>> START Provided data
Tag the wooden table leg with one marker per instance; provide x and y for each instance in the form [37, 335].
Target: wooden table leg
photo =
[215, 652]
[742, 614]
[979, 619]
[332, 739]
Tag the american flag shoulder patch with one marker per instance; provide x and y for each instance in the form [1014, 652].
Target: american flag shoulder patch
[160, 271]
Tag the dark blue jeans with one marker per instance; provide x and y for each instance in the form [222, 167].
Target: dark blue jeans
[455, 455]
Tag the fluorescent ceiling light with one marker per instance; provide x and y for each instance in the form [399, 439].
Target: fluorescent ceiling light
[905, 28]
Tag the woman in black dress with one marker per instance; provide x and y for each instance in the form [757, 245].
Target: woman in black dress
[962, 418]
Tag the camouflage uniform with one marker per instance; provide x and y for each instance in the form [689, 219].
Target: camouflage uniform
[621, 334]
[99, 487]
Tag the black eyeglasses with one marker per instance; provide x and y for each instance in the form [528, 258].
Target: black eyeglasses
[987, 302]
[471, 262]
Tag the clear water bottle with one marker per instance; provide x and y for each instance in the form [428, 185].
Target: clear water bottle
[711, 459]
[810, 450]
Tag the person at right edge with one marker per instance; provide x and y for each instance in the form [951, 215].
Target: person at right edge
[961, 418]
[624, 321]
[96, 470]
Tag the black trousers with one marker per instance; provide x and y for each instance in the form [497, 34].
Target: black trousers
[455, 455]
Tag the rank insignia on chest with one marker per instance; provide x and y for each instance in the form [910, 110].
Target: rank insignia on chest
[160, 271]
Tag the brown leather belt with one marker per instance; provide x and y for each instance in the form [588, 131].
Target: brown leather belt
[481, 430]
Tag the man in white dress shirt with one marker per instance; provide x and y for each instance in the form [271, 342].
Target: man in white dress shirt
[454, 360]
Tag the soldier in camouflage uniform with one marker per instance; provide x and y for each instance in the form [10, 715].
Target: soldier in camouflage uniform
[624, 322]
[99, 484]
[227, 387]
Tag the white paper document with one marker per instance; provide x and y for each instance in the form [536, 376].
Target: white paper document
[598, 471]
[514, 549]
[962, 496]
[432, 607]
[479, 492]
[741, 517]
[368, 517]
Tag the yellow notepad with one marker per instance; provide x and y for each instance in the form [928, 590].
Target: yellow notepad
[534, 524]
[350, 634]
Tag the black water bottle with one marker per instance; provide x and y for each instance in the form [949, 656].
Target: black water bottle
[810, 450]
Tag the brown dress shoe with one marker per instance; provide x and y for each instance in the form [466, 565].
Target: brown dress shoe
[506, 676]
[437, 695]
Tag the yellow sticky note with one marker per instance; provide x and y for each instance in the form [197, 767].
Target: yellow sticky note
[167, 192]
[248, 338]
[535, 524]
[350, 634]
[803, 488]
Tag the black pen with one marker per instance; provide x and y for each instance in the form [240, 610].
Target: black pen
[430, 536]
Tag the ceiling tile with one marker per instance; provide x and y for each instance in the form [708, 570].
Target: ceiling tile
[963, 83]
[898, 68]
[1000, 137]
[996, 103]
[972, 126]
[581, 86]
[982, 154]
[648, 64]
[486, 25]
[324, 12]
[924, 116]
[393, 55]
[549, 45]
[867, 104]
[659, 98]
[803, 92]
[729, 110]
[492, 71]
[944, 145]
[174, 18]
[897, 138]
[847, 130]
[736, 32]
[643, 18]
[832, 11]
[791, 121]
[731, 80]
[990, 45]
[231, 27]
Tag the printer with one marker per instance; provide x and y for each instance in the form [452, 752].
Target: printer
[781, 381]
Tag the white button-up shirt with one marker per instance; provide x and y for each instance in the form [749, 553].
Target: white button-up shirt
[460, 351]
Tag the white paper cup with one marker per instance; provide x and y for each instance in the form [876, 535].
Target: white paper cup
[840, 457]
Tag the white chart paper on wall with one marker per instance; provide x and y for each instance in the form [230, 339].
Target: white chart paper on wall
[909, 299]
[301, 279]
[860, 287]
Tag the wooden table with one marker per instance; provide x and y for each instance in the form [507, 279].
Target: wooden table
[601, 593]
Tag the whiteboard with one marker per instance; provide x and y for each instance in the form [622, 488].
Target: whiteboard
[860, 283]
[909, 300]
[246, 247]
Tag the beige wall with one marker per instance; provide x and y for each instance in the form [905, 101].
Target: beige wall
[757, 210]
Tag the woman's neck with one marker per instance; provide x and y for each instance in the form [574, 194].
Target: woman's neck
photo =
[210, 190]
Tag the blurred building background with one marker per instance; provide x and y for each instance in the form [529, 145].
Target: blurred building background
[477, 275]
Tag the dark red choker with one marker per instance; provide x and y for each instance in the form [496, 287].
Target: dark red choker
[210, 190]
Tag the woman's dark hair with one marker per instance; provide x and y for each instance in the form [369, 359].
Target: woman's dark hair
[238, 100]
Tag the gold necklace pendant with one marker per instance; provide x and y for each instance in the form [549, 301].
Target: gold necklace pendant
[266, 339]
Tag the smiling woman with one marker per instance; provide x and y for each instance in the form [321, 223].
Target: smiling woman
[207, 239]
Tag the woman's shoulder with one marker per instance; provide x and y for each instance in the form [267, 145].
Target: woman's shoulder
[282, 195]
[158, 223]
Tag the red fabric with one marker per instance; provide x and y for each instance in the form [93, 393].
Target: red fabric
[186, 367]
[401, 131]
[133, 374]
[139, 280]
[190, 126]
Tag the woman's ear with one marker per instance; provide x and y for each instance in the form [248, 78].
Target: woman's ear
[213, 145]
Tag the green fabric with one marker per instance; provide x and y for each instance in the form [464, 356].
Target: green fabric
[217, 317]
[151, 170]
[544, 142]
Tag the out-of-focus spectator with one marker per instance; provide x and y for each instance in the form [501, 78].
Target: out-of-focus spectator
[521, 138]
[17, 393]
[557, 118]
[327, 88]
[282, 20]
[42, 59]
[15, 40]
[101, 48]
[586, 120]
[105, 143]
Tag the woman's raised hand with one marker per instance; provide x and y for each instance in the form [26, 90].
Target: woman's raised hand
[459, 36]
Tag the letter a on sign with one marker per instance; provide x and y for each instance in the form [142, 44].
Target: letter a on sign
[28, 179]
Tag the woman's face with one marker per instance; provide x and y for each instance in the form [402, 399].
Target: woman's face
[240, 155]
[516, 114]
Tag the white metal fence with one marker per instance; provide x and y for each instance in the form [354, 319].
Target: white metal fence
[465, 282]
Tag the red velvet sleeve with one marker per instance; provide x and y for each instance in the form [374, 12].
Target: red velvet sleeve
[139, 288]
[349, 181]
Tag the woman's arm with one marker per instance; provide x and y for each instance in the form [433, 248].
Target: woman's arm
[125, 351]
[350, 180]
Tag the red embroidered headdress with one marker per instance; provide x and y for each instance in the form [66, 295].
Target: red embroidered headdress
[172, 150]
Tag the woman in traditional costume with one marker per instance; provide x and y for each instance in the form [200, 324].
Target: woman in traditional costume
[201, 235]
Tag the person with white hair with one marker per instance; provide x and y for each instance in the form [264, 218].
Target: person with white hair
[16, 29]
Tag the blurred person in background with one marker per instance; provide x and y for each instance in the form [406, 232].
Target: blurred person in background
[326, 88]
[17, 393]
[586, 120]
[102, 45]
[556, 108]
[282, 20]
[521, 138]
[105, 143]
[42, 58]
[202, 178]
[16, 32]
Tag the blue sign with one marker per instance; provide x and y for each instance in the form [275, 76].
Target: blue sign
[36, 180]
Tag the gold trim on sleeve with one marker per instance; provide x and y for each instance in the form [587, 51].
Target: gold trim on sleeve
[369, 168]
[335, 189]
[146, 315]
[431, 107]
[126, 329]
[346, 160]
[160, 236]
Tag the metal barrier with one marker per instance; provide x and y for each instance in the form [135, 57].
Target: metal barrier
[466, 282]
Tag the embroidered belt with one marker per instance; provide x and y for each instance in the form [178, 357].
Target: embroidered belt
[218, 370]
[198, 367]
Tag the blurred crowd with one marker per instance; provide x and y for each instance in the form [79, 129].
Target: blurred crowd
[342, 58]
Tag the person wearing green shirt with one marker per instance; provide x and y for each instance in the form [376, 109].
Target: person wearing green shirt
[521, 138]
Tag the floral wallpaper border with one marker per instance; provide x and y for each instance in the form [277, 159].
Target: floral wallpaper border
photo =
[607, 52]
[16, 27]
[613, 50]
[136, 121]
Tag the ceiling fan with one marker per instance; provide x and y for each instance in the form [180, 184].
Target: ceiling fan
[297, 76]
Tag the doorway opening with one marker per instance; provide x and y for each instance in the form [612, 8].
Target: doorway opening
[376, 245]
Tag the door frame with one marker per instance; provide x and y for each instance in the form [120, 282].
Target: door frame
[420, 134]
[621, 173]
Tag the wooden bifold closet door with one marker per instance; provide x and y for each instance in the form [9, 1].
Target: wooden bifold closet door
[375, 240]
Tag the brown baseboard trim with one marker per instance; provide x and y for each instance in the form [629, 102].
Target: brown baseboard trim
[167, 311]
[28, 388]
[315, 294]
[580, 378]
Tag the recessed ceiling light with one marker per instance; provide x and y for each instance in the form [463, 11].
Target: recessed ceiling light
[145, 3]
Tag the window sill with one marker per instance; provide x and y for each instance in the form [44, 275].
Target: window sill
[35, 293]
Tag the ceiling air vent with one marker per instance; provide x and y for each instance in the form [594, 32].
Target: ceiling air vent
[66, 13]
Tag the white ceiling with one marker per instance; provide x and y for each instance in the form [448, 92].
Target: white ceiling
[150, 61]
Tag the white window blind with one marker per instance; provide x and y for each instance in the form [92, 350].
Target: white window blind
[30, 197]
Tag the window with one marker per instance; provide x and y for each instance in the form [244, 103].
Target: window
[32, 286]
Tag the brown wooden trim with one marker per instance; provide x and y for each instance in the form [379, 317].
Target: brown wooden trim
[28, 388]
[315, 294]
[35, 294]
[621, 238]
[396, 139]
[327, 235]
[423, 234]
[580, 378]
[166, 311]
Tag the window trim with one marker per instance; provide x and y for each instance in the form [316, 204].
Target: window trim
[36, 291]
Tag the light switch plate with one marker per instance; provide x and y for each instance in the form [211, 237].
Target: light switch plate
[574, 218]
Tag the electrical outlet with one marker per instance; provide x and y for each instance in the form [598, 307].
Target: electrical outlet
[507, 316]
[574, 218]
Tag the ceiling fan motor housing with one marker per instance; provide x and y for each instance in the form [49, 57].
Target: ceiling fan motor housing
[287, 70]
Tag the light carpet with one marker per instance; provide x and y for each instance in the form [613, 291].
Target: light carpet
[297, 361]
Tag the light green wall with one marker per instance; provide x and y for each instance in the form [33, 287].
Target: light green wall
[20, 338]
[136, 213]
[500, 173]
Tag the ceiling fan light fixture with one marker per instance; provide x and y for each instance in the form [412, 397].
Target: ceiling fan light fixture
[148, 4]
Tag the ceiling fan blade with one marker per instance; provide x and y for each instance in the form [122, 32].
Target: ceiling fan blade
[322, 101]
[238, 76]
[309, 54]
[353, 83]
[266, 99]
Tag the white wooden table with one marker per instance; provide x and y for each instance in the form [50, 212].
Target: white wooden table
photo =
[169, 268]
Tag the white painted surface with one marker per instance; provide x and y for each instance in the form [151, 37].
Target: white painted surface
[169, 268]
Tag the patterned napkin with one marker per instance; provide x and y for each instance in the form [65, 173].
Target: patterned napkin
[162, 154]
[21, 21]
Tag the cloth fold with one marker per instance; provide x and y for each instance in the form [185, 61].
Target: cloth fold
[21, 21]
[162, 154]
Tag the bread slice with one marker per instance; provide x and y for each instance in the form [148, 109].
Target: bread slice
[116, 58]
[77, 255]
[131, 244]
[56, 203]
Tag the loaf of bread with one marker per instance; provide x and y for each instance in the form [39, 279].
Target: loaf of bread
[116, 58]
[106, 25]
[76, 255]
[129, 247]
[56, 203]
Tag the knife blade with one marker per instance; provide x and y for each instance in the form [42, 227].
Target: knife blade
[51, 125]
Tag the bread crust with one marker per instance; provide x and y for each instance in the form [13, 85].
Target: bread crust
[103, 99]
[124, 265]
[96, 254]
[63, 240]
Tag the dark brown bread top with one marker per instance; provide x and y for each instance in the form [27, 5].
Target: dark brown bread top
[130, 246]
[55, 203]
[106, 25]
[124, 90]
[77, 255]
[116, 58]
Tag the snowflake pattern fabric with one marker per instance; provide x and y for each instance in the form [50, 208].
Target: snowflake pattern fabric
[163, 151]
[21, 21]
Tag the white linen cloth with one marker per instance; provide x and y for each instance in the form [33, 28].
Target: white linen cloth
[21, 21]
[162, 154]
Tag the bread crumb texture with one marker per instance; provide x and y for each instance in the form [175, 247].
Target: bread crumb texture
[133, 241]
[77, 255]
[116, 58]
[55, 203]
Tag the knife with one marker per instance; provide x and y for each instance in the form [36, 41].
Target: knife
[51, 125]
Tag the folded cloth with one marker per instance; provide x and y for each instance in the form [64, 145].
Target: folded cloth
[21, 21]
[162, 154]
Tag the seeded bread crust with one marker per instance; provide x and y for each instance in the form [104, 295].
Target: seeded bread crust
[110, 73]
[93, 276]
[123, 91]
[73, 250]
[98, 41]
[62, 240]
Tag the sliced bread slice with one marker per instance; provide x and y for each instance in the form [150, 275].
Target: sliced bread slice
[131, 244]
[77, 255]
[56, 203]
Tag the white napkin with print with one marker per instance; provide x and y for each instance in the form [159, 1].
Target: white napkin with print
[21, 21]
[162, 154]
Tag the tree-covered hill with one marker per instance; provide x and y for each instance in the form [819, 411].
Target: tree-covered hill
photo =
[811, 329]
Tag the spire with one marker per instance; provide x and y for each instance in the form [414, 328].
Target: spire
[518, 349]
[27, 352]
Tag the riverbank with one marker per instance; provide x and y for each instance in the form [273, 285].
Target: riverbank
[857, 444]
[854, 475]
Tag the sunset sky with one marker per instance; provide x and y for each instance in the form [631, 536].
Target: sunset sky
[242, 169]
>> END Provided data
▶ Set exercise: Copy the material from the line with "Tag the sunset" through the end, changing "sunset sky" to "evening sky" and leaving everything else as it is.

▶ Response:
Tag the evening sky with one marker per instance; provide x and y for each instance in the form [631, 536].
Target: evening sky
[242, 169]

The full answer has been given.